* Task directions:
Word for word, restate the records that come after this.

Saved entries
+---+
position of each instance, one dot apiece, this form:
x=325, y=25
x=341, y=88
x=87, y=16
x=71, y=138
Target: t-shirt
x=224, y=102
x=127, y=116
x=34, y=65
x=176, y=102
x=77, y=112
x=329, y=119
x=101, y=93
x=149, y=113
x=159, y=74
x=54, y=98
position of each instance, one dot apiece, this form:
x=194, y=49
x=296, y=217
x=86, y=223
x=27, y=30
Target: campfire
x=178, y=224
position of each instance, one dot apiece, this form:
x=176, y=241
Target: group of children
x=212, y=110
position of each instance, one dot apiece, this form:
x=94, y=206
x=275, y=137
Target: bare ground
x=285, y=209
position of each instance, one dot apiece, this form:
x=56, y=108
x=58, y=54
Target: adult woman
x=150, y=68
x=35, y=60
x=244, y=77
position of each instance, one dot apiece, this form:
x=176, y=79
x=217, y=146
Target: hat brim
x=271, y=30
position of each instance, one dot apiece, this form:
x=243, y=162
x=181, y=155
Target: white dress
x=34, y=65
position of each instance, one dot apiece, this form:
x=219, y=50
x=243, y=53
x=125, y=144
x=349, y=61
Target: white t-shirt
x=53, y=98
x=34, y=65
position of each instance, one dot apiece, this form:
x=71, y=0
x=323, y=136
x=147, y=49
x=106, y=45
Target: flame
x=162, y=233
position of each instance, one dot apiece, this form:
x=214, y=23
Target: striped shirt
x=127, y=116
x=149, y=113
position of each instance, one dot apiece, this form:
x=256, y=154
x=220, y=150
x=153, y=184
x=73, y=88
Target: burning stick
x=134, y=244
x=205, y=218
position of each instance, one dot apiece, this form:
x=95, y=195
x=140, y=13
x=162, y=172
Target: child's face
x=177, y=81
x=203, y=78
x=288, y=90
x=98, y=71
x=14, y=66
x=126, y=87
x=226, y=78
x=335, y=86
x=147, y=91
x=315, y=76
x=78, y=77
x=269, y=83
+---+
* Response area:
position of each instance, one dot apiece, this form:
x=325, y=25
x=341, y=88
x=87, y=16
x=71, y=138
Target: t-shirt
x=224, y=102
x=127, y=116
x=34, y=65
x=176, y=102
x=77, y=112
x=329, y=119
x=101, y=93
x=149, y=113
x=159, y=74
x=54, y=98
position of each instance, one dot apiece, this form:
x=194, y=49
x=296, y=217
x=86, y=223
x=27, y=30
Target: campfire
x=178, y=224
position of each instance, one dot apiece, this form:
x=176, y=241
Target: group of children
x=212, y=110
position of each instance, one dot apiece, this form:
x=94, y=206
x=275, y=137
Target: bare ground
x=285, y=209
position of each instance, one dot apiece, this form:
x=56, y=108
x=58, y=54
Target: adult woman
x=150, y=68
x=35, y=60
x=244, y=77
position of each instance, one dot apiece, this form:
x=176, y=79
x=217, y=146
Target: hat brim
x=271, y=30
position of each instance, one dot apiece, this form:
x=243, y=162
x=181, y=155
Target: white dress
x=34, y=65
position of each instance, one dot apiece, this form:
x=219, y=50
x=243, y=53
x=125, y=144
x=349, y=61
Target: white t-shirt
x=53, y=98
x=34, y=65
position of each instance, one dot apiece, this form:
x=71, y=0
x=323, y=136
x=147, y=49
x=106, y=45
Target: flame
x=162, y=233
position of each instance, one dot apiece, this form:
x=214, y=23
Target: striped shirt
x=127, y=116
x=149, y=113
position of each instance, one dot apiece, this form:
x=256, y=154
x=220, y=150
x=153, y=184
x=73, y=88
Target: burning stick
x=134, y=244
x=205, y=218
position of each instance, one dot apiece, this form:
x=95, y=195
x=140, y=13
x=162, y=172
Target: child's face
x=177, y=81
x=203, y=78
x=288, y=90
x=98, y=71
x=14, y=66
x=126, y=87
x=226, y=78
x=335, y=86
x=147, y=91
x=315, y=76
x=78, y=77
x=269, y=83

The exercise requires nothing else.